───── Document segment ─────

2010/4/28 Rudi Ahlers rudiahlers@gmail.com:
On Wed, Apr 28, 2010 at 3:49 PM, m.roth@5-cent.us wrote:
Rudi wrote:
Does anyone know, if it's possible to reroute all (i.e. HTTP / FTP / DNS / SMTP / POP3 / IMAP / etc) from an ADSL connected machine via another server, which is currently hosted with IS and has full internet access?
i.e. Can I setup another machine, on a different public IP than the dynamic ADSL IP as default gw? OR do I need todo something on that machine to work as a router for such a setup?
<snip> I don't quite understand what you're asking. Do you mean <ADSL system><-><hosted system><->the 'Net or do you mean <the 'Net>-><hosted system>-><ADSL system> ? That is, are you trying to offer Web, FTP (BAD idea, use sftp or scp), and email from your ADSL-connected server, or do you want to connect to the 'Net via the hosted system?
mark
Mark,
We, in South Africa sit with a huge problem in that our clients can't connect to the rest of the world cause SEACOM is down. i.e. our client can, for the past 3 days, only surf local (i.e. local in South Africa) websites, email, etc. We have a lot of client's servers hosted in the USA, so they can't reach their websites or email and business is standing still for them.

───── Extracted material ─────

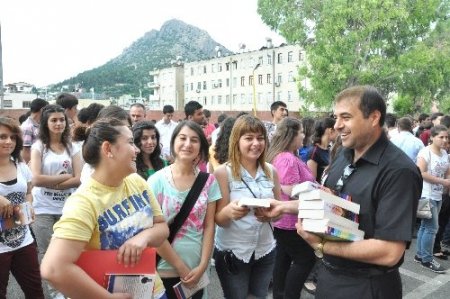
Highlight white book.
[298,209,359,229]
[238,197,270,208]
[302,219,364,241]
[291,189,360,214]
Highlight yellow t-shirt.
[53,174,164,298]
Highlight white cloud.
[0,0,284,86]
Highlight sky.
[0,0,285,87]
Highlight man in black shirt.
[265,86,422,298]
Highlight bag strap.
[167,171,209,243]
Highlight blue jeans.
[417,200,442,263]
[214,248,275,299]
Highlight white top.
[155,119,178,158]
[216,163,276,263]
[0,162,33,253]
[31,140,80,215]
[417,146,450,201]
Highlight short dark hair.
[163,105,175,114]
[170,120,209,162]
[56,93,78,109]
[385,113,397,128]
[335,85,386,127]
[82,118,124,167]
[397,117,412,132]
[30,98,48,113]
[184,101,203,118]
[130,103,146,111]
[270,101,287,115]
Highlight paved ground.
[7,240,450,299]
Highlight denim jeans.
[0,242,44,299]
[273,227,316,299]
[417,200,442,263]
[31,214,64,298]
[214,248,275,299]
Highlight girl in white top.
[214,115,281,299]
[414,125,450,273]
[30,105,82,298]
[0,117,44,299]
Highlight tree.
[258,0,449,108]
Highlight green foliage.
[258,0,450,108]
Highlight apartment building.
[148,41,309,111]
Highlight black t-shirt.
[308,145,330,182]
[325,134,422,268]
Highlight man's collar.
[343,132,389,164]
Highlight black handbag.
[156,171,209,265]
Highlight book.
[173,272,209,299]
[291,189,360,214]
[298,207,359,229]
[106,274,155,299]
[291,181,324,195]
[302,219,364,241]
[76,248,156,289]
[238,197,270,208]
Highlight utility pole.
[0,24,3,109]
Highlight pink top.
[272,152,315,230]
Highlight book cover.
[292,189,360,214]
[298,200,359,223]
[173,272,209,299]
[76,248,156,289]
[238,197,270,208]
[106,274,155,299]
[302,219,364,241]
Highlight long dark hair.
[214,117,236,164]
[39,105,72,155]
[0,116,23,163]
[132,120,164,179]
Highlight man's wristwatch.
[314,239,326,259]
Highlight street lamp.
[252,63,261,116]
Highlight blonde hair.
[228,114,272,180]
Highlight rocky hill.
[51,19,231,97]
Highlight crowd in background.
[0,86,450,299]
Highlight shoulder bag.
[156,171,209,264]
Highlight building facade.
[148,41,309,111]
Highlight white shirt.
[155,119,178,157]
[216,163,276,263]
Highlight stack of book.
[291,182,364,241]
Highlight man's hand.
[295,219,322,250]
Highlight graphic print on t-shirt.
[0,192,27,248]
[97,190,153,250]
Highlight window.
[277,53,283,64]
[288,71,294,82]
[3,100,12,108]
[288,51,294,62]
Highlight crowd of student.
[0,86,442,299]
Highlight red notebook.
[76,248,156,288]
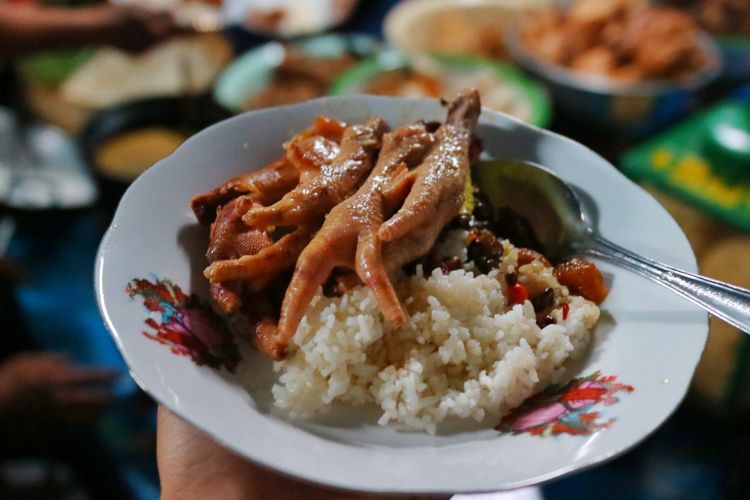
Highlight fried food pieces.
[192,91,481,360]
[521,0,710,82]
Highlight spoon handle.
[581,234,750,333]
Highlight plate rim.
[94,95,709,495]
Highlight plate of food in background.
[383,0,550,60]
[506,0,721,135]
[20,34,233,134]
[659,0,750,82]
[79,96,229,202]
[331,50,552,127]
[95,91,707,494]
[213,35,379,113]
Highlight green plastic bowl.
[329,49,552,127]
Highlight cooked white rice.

─────

• _Stated goal A_
Duplicate the email thread about rerouting ADSL traffic from "2010/4/28 Rudi Ahlers" up to and including "such a setup?".
• _Stated goal B_
In the email thread about rerouting ADSL traffic, what is down and keeping clients in South Africa from reaching the rest of the world?
• _Stated goal C_
Resume the email thread about rerouting ADSL traffic from where it stops.

• _Final answer A_
2010/4/28 Rudi Ahlers rudiahlers@gmail.com:
On Wed, Apr 28, 2010 at 3:49 PM, m.roth@5-cent.us wrote:
Rudi wrote:
Does anyone know, if it's possible to reroute all (i.e. HTTP / FTP / DNS / SMTP / POP3 / IMAP / etc) from an ADSL connected machine via another server, which is currently hosted with IS and has full internet access?
i.e. Can I setup another machine, on a different public IP than the dynamic ADSL IP as default gw? OR do I need todo something on that machine to work as a router for such a setup?

• _Final answer B_
SEACOM

• _Final answer C_
So, I want to reroute all their traffic via one of our other servers which right now has got full internet access, as such:
<ADSL client> - <Limited internet> - <server> - <full internet>
I already setup squid for this and it works great, but doesn't proxy SMTP / POP3 / Skype / IM / RDP / etc etc. And I don't want to setup a proxy service for evey service imaginible.
how about ipsec / openvpn tunnel and routing traffic via it?
-- Eero, RHCE
On Wed, Apr 28, 2010 at 3:59 PM, Eero Volotinen eero.volotinen@iki.fi wrote:
how about ipsec / openvpn tunnel and routing traffic via it?
-- Eero, RHCE _______________________________________________
I don't know, since I've never setup one ;)
The trickey part, which I don't understand, is how will this work.
i.e. I SSH into ADSL client's machine, and setup the VPN. The VPN then connects to our linux server which now acts as gateway. How do I tell the client's linux server to rout all traffic (apart from my SSH connection, otherwise I get cut-off) via the VPN, and not via the same ADSL line on top of which the VPN runs?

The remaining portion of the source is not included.